■ Objetivo del ejercicio ■
Prosigue el texto sobre los mineros asesinados en Tumeremo a partir de su última oración.

Tumeremo saltó a la opinión pública de un día para otro. Del lugar “de paso”, para quienes van a la Gran Sabana y a Brasil, se convirtió en el pueblo de los 17 mineros asesinados, una tristemente célebre popularidad.
La historia ya es conocida, cómo fue, qué hicieron y quienes cometieron el asesinato; sin embargo, poco se conoce del perfil personal de los fallecidos. Durante el entierro de 10 de los 17 asesinados sus familiares aseguraron que fueron muertes injustas, que ninguno estaba metido en bandas o mafias.
En Efecto Cocuyo pudimos obtener los datos más íntimos de cuatro víctimas. Cuatro familias decidieron a hablar promovidas por la tristeza de la desaparición de su ser querido, pero indignadas por estar a merced, una vez más, de la voluntad de “El Topo”.

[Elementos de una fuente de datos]

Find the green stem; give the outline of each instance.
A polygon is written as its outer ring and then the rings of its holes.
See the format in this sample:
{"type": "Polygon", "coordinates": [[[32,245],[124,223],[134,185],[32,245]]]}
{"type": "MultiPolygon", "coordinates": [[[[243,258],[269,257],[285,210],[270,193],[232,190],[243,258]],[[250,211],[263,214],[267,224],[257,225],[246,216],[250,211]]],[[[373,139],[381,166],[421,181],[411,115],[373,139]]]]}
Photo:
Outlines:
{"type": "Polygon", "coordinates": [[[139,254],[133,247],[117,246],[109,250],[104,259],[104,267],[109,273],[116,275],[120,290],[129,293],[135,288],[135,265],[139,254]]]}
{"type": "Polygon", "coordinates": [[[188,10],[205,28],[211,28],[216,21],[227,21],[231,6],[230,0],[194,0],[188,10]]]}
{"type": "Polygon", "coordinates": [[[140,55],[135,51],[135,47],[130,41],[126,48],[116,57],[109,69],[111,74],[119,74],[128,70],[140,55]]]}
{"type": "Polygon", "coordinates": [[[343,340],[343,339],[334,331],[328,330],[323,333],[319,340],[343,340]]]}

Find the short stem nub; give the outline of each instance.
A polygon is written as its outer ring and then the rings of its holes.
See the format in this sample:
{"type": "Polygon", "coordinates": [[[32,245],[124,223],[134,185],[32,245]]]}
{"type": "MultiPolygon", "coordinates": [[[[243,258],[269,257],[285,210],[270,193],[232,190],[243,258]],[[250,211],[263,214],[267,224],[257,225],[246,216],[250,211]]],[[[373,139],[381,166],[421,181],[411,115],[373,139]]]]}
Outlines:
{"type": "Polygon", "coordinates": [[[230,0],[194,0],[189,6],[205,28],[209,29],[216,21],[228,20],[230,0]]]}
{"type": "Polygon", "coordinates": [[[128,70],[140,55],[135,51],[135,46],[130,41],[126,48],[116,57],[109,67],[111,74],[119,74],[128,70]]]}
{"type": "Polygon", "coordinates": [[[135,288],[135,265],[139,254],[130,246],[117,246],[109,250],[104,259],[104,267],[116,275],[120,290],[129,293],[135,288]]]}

■ Respuesta del ejercicio ■
“Yo tengo miedo, El Miguelito, el sanguinario que trabaja con el Topo vive aquí, a cuadras de donde estamos. Él o su gente me puede ver hablando contigo, pero estoy cansada de todo esto. Mi vida vale, pero la del pueblo entero también”, dijo una de las tías que declaró detalles de su sobrino asesinado el pasado 4 de marzo cuando ocurrió la masacre.
José Gregorio Nieves Aguinagalde

Este muchacho tenía uno de los apellidos más comunes en Tumeremo. Allá todo el mundo es Aguinagalde. Nació el 23 de julio de 1990. Era un muchacho alegre, “ un echador de broma”, según confiesa su tía.
Aunque tenía escasos 26 años, se emparejó temprano. Su lema era “yo no voy a tener hijos hasta que tenga mi casa propia”; sin embargo, José Gregorio vivía en concubinato con una dama que tenía cuatro hijos, a quienes criaba con gusto.
En diciembre, José Gregorio se vio obligado a irse al “Kilómetro 30”, un sitio cercano a Tumeremo, donde la población va a comprar alimentos a precios más exorbitantes de lo que se venden en el pueblo.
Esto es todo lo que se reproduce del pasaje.